TEXT UNDER STUDY:
..........

Meir Kryger edited 1
Dr. Meir Kryger
“The Man Who Couldn’t Stay Awake”

By BERNIE BELLAN In the mid-1980s a young Dr. Meir Kryger was beginning to establish his reputation as one of the pre-eminent experts in the area of sleep disorders. Having moved to Winnipeg to take up a position at St. Boniface Hospital (where he was to establish Canada’s first sleep lab devoted entirely to researching sleep disorders and was the first doctor to describe a case of sleep apnea in Canada) Kryger also somehow found the time to begin working on a novel – which, for various reasons, he just couldn’t complete.

Eventually though, in 2020 Kryger did publish that novel which, appropriately enough (given his career’s major primary focus) was titled “The Man Who Couldn’t Stay Awake”. As Kryger wrote to me in a recent email, “While I was still in Winnipeg, I wrote a novel that I never did anything thing with because my medical career had priority. When COVID hit, I published it on Amazon.”

Now, you might expect that after taking more than 35 years to complete his first novel, Kryger was not exactly sitting on an incipient blockbuster that people would really enjoy – but you would be wrong.
If anything, “The Man Who Couldn’t Stay Awake” is a first-rate mystery that moves at a whirlwind pace and which, if it had been promoted by a major publishing house rather than being self published would probably have received considerable renown by now.

..........

Stored data entries
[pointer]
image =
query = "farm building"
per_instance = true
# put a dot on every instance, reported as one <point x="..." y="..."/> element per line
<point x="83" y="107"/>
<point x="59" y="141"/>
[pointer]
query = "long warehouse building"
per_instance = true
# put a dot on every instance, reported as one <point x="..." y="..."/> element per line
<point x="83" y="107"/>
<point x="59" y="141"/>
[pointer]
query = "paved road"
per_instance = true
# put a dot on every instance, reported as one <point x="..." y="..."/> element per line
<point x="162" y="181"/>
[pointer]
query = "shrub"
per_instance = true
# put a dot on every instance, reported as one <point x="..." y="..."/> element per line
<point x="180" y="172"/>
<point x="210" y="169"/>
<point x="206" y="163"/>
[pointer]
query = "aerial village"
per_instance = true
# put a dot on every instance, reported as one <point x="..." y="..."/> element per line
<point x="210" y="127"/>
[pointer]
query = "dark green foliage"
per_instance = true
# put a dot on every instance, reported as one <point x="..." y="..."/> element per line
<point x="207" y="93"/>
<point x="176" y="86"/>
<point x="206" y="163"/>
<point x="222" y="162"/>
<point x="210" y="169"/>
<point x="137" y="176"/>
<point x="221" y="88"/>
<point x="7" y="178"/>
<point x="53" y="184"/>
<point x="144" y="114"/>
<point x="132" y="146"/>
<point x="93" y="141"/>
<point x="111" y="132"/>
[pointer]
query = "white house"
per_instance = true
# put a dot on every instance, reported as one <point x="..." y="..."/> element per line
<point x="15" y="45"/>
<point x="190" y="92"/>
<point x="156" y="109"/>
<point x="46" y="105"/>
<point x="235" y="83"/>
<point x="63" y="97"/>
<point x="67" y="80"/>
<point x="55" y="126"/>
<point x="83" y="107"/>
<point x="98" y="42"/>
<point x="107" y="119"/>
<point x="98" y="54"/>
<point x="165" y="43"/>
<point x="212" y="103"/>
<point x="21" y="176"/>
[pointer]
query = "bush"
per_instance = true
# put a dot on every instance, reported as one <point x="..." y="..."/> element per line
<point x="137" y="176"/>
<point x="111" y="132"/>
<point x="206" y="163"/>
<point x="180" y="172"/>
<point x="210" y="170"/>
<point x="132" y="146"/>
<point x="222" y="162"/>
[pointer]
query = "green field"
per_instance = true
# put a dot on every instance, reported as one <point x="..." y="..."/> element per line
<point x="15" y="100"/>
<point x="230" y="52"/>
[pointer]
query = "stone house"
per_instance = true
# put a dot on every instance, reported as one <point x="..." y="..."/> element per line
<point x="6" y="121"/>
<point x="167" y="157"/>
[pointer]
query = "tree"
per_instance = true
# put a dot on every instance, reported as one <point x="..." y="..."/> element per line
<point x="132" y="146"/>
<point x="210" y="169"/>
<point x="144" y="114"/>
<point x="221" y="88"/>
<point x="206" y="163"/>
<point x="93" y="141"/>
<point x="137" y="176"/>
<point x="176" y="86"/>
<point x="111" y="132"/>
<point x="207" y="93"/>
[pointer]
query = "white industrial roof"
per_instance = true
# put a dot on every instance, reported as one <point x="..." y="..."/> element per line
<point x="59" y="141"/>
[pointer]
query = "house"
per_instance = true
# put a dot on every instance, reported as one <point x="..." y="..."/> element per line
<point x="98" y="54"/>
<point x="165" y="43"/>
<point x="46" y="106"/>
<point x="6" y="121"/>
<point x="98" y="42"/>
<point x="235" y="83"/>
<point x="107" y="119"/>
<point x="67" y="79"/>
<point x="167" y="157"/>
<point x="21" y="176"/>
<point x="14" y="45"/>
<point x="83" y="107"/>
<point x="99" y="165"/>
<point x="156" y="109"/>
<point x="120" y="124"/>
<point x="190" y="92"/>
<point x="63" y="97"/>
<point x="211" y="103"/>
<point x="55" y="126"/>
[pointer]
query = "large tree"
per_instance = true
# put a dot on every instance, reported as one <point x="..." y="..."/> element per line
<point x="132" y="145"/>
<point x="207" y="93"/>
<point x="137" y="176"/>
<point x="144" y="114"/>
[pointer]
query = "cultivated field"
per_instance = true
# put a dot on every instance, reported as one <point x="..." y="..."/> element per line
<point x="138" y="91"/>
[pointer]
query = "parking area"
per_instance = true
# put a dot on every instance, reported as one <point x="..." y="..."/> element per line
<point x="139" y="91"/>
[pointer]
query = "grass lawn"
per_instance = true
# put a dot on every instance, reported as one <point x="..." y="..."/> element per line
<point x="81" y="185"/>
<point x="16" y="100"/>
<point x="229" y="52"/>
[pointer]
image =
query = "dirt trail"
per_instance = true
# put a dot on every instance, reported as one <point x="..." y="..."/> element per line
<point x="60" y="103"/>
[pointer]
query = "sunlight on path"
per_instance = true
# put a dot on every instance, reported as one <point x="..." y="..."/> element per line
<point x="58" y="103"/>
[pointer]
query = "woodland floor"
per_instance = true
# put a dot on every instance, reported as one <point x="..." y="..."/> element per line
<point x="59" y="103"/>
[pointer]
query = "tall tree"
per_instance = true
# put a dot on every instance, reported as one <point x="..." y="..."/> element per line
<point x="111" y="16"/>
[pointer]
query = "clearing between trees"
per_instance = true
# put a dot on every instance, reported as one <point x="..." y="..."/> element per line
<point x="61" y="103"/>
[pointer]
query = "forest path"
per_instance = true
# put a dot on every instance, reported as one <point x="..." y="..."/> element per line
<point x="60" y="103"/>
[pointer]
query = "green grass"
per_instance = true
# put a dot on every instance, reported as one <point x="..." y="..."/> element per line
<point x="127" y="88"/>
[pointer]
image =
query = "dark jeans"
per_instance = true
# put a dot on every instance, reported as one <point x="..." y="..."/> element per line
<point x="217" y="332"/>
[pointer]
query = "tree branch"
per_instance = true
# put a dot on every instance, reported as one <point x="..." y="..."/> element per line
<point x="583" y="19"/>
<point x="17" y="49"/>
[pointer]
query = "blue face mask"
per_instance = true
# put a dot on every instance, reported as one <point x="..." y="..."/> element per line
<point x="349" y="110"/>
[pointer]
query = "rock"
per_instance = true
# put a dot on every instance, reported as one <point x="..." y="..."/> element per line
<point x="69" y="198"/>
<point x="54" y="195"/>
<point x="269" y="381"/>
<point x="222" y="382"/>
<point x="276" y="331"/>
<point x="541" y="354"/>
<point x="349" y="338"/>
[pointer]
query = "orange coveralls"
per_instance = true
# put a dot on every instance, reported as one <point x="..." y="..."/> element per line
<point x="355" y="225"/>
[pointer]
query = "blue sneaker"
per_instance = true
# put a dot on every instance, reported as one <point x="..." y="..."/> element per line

..........

TASK REQUIREMENTS:
1. For each statement below, say whether it agrees with the article about Dr. Meir Kryger, answering yes or no and quoting the words of the article that decide it. (a) Kryger established Canada's first sleep lab devoted entirely to researching sleep disorders. (b) Kryger's novel was released through a major publishing house. (c) Kryger published the novel in 2020.
2. According to the article about Dr. Meir Kryger, at which hospital did he take up a position after moving to Winnipeg?

WRITTEN ANSWERS:
1.
(a) Yes: "where he was to establish Canada’s first sleep lab devoted entirely to researching sleep disorders"
(b) No: "When COVID hit, I published it on Amazon."
(c) Yes: "in 2020 Kryger did publish that novel"

2. St. Boniface Hospital